##### Given data #####

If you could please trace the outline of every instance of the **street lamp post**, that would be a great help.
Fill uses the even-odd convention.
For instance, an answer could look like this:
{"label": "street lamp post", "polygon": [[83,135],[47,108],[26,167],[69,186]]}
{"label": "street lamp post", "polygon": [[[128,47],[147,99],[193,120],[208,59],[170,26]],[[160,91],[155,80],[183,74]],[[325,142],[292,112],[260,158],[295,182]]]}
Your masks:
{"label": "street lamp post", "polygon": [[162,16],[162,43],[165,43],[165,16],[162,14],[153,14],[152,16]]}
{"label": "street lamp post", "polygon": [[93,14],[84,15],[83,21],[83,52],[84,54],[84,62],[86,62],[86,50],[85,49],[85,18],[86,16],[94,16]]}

#####
##### Given data #####

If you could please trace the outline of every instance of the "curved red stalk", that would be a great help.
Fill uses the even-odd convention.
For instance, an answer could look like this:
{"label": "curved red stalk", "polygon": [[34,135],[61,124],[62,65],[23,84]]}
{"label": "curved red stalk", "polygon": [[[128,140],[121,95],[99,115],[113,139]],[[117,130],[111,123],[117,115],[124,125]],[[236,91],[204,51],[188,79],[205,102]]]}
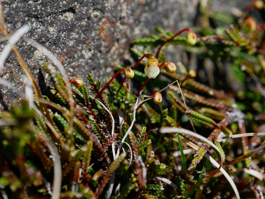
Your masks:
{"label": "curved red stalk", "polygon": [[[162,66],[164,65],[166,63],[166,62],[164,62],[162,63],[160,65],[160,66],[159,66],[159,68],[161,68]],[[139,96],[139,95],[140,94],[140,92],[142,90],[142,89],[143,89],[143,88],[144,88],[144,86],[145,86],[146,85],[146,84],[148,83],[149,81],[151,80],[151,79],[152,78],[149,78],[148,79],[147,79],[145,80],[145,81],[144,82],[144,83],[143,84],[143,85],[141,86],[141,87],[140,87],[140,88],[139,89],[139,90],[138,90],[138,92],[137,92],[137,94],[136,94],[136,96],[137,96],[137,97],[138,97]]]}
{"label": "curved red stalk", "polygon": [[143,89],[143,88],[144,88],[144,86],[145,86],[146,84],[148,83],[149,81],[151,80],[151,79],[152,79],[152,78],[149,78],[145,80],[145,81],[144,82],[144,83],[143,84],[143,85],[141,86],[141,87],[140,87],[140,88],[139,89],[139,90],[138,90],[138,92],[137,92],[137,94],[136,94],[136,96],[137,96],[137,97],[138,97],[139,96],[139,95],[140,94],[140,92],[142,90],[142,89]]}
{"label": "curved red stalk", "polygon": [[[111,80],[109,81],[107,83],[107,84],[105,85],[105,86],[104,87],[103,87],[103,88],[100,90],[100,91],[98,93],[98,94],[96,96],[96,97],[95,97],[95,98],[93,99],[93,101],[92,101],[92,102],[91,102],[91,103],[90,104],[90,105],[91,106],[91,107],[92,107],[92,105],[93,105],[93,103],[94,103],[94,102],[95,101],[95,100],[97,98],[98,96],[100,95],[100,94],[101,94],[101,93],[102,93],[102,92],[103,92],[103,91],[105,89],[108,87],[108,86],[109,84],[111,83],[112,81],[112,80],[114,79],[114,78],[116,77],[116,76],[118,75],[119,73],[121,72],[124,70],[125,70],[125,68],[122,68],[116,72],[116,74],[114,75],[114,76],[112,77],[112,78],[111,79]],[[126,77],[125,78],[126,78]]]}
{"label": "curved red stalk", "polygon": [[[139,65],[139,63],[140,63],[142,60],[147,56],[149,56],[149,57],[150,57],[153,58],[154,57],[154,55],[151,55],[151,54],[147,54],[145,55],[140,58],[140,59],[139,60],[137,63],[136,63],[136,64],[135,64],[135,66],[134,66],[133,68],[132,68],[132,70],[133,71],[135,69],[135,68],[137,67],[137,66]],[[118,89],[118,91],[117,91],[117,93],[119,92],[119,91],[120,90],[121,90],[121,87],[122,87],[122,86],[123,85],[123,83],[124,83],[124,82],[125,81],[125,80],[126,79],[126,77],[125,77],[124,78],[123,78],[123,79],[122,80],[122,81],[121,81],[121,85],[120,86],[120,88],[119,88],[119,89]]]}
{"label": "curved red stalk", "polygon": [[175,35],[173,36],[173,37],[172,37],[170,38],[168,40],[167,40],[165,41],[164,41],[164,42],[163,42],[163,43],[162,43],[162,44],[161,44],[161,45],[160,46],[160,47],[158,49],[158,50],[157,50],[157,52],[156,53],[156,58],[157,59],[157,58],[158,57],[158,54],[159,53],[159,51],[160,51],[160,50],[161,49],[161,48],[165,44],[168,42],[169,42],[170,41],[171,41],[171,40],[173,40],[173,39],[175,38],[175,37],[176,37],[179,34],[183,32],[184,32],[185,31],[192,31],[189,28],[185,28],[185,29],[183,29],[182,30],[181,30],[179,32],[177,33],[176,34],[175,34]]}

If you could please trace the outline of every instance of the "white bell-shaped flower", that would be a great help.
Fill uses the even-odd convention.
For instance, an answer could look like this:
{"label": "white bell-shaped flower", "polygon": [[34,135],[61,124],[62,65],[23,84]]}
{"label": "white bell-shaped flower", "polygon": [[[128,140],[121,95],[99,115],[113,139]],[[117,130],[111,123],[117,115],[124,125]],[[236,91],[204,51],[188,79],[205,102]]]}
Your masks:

#####

■ **Task**
Pick out every line of the records above that contains the word "outline", and copy each one. Case counts.

■ **The response**
If you could please trace the outline of every instance of the **street lamp post**, that would be a great help.
If you could please trace the outline of every instance of the "curved red stalk", that would be a great help.
If you could please trace the outline of every instance of the "white bell-shaped flower", that would be a great help.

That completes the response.